# [TASK 1]
In the Jon Beckel article, what was Beckel's blood-alcohol level at the time he fell?
# [TASK 2]
Decide whether each statement agrees with the Jon Beckel article, answering yes or no and quoting the deciding words: (a) Beckel co-founded Montage. (b) The hospital released Beckel into the hands of Portland police. (c) Beckel was 45 years old when he fell.
# [TASK 3]
Proceed with the Jon Beckel article, picking up after its final sentence.

# [TEXT UNDER STUDY]
A year and a half after Jon Beckel's mysterious death, a civil trial began Monday alleging that Legacy-Good Samaritan Hospital contributed to his demise.
Beckel, the co-founder of the eclectic dining institution Montage, fell on a Southwest Portland street in the early-morning hours of July 1, 2000. At the time, his blood-alcohol level was 0.30 percent--almost four times the legal limit of 0.08 percent. The 39-year-old had recently moved back to Portland following a self-imposed exile in San Francisco. Emergency personnel transported Beckel, who was bleeding from his forehead, to Good Samaritan's emergency room.
He was released later that morning into the hands of Portland police, who arrested Beckel on outstanding DUII warrants and took him to the downtown Justice Center. While there, he was physically restrained by corrections officers. Beckel later collapsed at the jail and was taken to Oregon Health and Science University with a subdural hematoma. He died on July 6, after being removed from life support.

# [DATA BELOW]
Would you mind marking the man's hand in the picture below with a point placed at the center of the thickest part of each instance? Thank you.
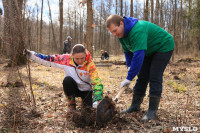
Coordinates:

# [TASK RESULT 1]
0.30 percent

# [TASK RESULT 2]
(a) Yes: "the co-founder of the eclectic dining institution Montage"
(b) Yes: "He was released later that morning into the hands of Portland police"
(c) No: "The 39-year-old had recently moved back to Portland"

# [TASK RESULT 3]
Initially, it appeared that his rough treatment at the hands of jail personnel might have contributed to his death (see "What Happened to Jon Beckel?" WW, July 12, 2000) But the $3.5 million wrongful-death lawsuit, filed by Beckel's father, Robert, contends that Good Sam should never have let the cops take him to jail. Robert Beckel did not return phone calls from WW, but Charles Paulson, the family's attorney, says that jail personnel did not injure Beckel. Instead, Paulson says, the hospital should have caught that Beckel was bleeding into his brain by performing a CAT scan and that it should not have released him without determining whether he had a neurological injury.
Maggie Huffman, a spokeswoman for Legacy, said she couldn't comment on matters of pending litigation. An earlier review of records by WW showed that Beckel did not receive a scan. In videotaped trial testimony, Johnny Delashaw, an OHSU neurosurgeon who operated on Beckel, said a scan should be performed on patients who are inebriated and have head injuries. He said a scan of Beckel would have allowed earlier surgical intervention and improved his survival odds.